--- Start of SOURCE EXCERPT ---

@NanorPiwik opened this Issue on December 1st 2018

Hi guys,
I am using Matomo 3.7.0
when I create a segment such as, Event Category is not 'my-value' the visitor log report keep showing me visits which include this event.
Is that a known behavior?

@tsteur commented on December 1st 2018 Member
@mattab commented on December 3rd 2018 Member

No idea why we would match null values when using not equals and not contains in https://github.com/matomo-org/matomo/blob/3.8.0-b2/core/Segment/SegmentExpression.php#L233

@tsteur I think the idea is:

  • for not equals eg. "City is not equal to London" then we expect to return all visits that had another city set, or those that didn't have a city set/geo-located.
  • for not contains eg. "Keyword does not contain X" should return entries that had any keyword set, and also no keyword set.

--- End of SOURCE EXCERPT ---
--- Start of STORED ROWS ---

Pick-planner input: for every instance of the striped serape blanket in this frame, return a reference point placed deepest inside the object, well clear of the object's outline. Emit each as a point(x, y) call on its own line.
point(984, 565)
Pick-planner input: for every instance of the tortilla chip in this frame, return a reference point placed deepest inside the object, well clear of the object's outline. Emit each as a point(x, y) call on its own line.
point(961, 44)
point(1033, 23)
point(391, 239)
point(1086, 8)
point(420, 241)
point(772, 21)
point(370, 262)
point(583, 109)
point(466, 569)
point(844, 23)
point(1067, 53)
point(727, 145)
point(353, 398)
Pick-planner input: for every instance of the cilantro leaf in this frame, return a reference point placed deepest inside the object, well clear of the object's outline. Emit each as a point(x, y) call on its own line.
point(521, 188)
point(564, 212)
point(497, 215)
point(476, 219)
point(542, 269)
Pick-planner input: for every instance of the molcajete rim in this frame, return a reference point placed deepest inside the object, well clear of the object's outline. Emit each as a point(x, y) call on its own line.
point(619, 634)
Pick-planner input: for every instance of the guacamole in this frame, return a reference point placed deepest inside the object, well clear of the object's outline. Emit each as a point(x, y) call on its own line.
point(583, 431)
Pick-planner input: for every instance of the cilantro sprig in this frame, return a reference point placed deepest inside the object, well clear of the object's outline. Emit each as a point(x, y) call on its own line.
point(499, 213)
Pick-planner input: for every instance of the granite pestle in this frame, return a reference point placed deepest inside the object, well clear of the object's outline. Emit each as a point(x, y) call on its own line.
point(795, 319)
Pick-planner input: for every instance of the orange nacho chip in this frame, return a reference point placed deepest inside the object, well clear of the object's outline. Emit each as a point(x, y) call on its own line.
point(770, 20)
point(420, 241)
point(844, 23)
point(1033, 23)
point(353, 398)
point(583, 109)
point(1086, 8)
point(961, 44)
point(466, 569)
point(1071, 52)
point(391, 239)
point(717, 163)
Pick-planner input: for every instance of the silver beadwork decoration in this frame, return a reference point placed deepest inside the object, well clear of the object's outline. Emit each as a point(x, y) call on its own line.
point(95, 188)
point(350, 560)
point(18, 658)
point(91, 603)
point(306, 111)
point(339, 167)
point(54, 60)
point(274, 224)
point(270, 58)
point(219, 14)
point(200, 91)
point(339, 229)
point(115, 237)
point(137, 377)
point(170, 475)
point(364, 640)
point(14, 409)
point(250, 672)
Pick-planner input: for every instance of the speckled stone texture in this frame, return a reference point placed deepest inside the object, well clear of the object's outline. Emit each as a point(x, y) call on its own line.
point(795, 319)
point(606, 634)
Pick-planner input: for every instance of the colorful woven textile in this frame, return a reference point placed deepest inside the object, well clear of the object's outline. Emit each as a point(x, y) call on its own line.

--- End of STORED ROWS ---
--- Start of STORED ROWS ---

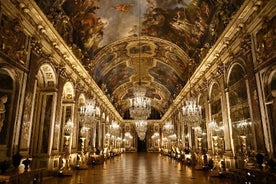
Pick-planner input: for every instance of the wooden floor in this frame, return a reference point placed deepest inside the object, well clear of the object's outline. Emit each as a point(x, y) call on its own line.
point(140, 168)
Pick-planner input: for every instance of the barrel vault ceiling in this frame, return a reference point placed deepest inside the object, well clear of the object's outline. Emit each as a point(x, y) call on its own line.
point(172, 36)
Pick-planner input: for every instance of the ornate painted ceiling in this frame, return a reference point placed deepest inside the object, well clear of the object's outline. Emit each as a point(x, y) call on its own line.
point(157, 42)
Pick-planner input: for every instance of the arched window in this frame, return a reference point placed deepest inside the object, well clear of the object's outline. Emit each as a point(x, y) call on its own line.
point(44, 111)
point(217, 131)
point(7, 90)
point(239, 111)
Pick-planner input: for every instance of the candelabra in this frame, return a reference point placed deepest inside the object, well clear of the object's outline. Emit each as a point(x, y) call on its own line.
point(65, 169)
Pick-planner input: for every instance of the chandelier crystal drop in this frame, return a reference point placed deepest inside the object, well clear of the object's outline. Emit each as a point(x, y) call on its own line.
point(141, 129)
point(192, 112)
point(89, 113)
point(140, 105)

--- End of STORED ROWS ---

> TASKS TO PERFORM:
(a) Set down the whole Matomo thread again, word for word.
(b) Scale the listing lines starting at the line that contains "Pick-planner input: for every instance of the striped" and ending at the line that contains "point(499, 213)", both included. Rewrite only those lines, requests and all, with every point coordinate in the answers multiplied by 2.25 and rounded to a whole number, halves rounded up.
The Matomo thread and the listing were taken from unrelated sources.

> RESPONSES BY TASK:
(a)
@NanorPiwik opened this Issue on December 1st 2018

Hi guys,
I am using Matomo 3.7.0
when I create a segment such as, Event Category is not 'my-value' the visitor log report keep showing me visits which include this event.
Is that a known behavior?

@tsteur commented on December 1st 2018 Member
@mattab commented on December 3rd 2018 Member

No idea why we would match null values when using not equals and not contains in https://github.com/matomo-org/matomo/blob/3.8.0-b2/core/Segment/SegmentExpression.php#L233

@tsteur I think the idea is:

  • for not equals eg. "City is not equal to London" then we expect to return all visits that had another city set, or those that didn't have a city set/geo-located.
  • for not contains eg. "Keyword does not contain X" should return entries that had any keyword set, and also no keyword set.

(b)
Pick-planner input: for every instance of the striped serape blanket in this frame, return a reference point placed deepest inside the object, well clear of the object's outline. Emit each as a point(x, y) call on its own line.
point(2214, 1271)
Pick-planner input: for every instance of the tortilla chip in this frame, return a reference point placed deepest inside the object, well clear of the object's outline. Emit each as a point(x, y) call on its own line.
point(2162, 99)
point(2324, 52)
point(880, 538)
point(2444, 18)
point(945, 542)
point(1737, 47)
point(833, 590)
point(1312, 245)
point(1049, 1280)
point(1899, 52)
point(2401, 119)
point(1636, 326)
point(794, 896)
Pick-planner input: for every instance of the cilantro leaf in this frame, return a reference point placed deepest inside the object, well clear of the object's outline. Emit each as a point(x, y) call on its own line.
point(1172, 423)
point(1269, 477)
point(1118, 484)
point(1071, 493)
point(1220, 605)
Pick-planner input: for every instance of the molcajete rim in this frame, return a reference point placed deepest inside the object, well clear of the object's outline. Emit each as a point(x, y) call on its own line.
point(1393, 1427)
Pick-planner input: for every instance of the guacamole in this frame, return a reference point placed deepest inside the object, well clear of the object's outline. Emit each as a point(x, y) call on its own line.
point(1312, 970)
Pick-planner input: for every instance of the cilantro sprig in this frame, return a reference point placed deepest inside the object, well clear of the object's outline. Emit each as a point(x, y) call on its own line.
point(1123, 479)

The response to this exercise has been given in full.